#### WORK TO COMPLETE
In the copy, include no images, and repeat each entry precisely as written.

-*-

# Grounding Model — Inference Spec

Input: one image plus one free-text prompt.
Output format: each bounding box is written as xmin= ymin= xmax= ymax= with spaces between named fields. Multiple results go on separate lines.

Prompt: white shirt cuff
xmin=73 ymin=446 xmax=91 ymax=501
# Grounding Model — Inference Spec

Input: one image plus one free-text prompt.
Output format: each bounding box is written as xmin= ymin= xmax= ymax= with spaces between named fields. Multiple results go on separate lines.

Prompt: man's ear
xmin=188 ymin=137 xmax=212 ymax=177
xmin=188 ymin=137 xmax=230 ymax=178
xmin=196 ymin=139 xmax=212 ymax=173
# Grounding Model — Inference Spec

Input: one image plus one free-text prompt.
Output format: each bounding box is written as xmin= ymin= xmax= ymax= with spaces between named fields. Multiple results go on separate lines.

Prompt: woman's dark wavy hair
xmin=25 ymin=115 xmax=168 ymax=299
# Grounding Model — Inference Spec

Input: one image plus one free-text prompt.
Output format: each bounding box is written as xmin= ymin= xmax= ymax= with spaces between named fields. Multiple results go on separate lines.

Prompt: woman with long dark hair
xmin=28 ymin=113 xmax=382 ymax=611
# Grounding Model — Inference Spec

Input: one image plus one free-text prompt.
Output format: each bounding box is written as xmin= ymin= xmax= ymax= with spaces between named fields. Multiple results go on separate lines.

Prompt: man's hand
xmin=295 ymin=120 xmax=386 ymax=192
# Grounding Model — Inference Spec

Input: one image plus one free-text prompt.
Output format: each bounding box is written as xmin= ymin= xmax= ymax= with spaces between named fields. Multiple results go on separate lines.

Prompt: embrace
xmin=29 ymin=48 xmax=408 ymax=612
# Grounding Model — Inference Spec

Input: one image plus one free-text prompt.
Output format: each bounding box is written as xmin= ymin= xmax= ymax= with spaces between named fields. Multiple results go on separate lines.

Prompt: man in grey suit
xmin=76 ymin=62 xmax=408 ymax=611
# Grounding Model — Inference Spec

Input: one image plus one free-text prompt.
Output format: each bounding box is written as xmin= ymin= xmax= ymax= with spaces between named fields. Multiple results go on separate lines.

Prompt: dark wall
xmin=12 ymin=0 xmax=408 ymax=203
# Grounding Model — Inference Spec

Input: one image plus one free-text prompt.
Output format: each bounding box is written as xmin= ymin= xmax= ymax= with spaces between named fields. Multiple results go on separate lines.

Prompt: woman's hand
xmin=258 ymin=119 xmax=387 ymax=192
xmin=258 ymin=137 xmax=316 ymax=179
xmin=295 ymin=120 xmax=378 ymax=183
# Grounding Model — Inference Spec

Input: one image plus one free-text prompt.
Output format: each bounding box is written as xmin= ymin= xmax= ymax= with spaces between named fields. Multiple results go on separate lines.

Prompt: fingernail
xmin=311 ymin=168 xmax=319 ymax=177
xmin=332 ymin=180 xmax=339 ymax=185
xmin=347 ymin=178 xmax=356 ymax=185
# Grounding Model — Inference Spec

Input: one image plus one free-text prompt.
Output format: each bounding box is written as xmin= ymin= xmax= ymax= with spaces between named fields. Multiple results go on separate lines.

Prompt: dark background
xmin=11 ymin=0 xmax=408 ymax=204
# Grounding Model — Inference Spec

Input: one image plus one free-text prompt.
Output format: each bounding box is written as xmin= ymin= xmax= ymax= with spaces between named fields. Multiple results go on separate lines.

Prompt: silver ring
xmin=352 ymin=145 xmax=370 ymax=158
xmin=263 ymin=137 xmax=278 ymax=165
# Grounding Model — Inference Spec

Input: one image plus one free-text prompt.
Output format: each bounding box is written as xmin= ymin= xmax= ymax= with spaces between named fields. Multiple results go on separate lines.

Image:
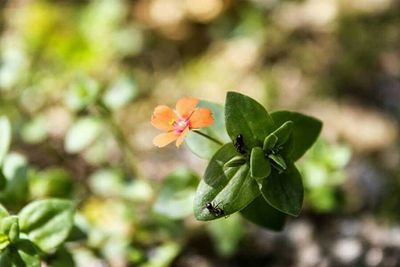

-*-

#### THE ANSWER
# Grounding Model — Inference Spec

Input: one image plus one free-text prompt.
Output format: each bounding box is written as xmin= ymin= xmax= ymax= with spaces between named fields. Multiple results go on separate lines.

Prompt: white shirt cuff
xmin=73 ymin=446 xmax=91 ymax=501
# Grounding Model — Inference Spec

Input: one image plus one free-text prompt.
Output format: each bounding box is written as xmin= ymin= xmax= ymax= with spaces between named fields. Multiple results go on separate lines.

Prompt: man's ear
xmin=188 ymin=137 xmax=212 ymax=177
xmin=188 ymin=137 xmax=230 ymax=178
xmin=196 ymin=139 xmax=212 ymax=173
# Grounding Model — Inference Spec

Input: one image plus one free-text prompt.
Output format: each bounding box is written as xmin= ymin= xmax= ymax= with spaces between named fields. Multiple results go on separate lines.

Prompt: woman's dark wavy hair
xmin=25 ymin=115 xmax=168 ymax=299
# Grounding Model — Inference Spec

Input: one image plus one free-text prompt.
Output format: each bounding box is written as xmin= ymin= xmax= ymax= with spaces between named fields. Multiple results go on separate lines.

Prompt: woman with long dark hair
xmin=28 ymin=113 xmax=382 ymax=611
# Grounding Model — Inference Spec

Input: one image plus one free-text prompt.
Output format: each bounding box is written as xmin= ymin= xmax= ymax= with spaces between named fields. Multiple results go on separate lines.

Prompt: man's hand
xmin=295 ymin=120 xmax=386 ymax=192
# Grounding Model — Inference Spec

Input: one image plus one free-text prompt.
Output format: each bounding box is written as xmin= ymin= xmax= ymax= with spaces between named fields. Multiple results go on separate lines.

Prompt: embrace
xmin=29 ymin=48 xmax=408 ymax=612
# Grounding Model — Inference Spec

Input: one image plus one free-text prompt.
Output format: each bounding box is written as xmin= ymin= xmax= ymax= with spaces between named fields. Multiple results go on separate lines.

Prompt: man in grey suit
xmin=76 ymin=62 xmax=408 ymax=611
# Grounding Model — Inference Spec

Input: one image plus one free-text prompt.
Output format: each bounding box is written as xmin= ymin= xmax= ymax= with spaces between named fields. Multiple results go on separate lines.

Prompt: dark wall
xmin=12 ymin=0 xmax=408 ymax=203
# Grounding Model — Inference Spec

Input: one image plus one free-text prompt.
Output format: each bounding box is written as xmin= ymin= xmax= ymax= with spaces between named fields. Multiple results go on separate lines.

Prompt: woman's hand
xmin=258 ymin=119 xmax=387 ymax=192
xmin=258 ymin=137 xmax=316 ymax=179
xmin=295 ymin=120 xmax=378 ymax=183
# Grounding Model — Inference Spec

Input: one image plus one free-text prompt.
Output format: each bounding box is written as xmin= ymin= xmax= ymax= with spaces between named fields. Multiple results go on separate lines.

Prompt: fingernail
xmin=311 ymin=168 xmax=319 ymax=177
xmin=332 ymin=180 xmax=339 ymax=185
xmin=347 ymin=178 xmax=356 ymax=185
# Grounding Model — Inference Spec

Input: one image plus one free-text prompt.
Output format: each bounding box is written as xmin= ymin= xmax= ymax= with spaces between named fields. Multiple results go on separate lines.

Prompt: dark background
xmin=11 ymin=0 xmax=408 ymax=204
# Grounding Model — Inference Spec

Input: one image plus one free-text prompt.
Output format: each bounding box is written as xmin= ymin= xmax= ymax= with spaces between named fields. Multiple results go on separate lines.

Prompt: silver ring
xmin=352 ymin=145 xmax=370 ymax=158
xmin=263 ymin=137 xmax=278 ymax=165
# Grounding Model — Inference Spec

Input: one image plus one free-text prompt.
Output format: each bounding box is written as xmin= ymin= xmax= ymax= with spaces between named fields. Multiple results go on separate lines.

Image:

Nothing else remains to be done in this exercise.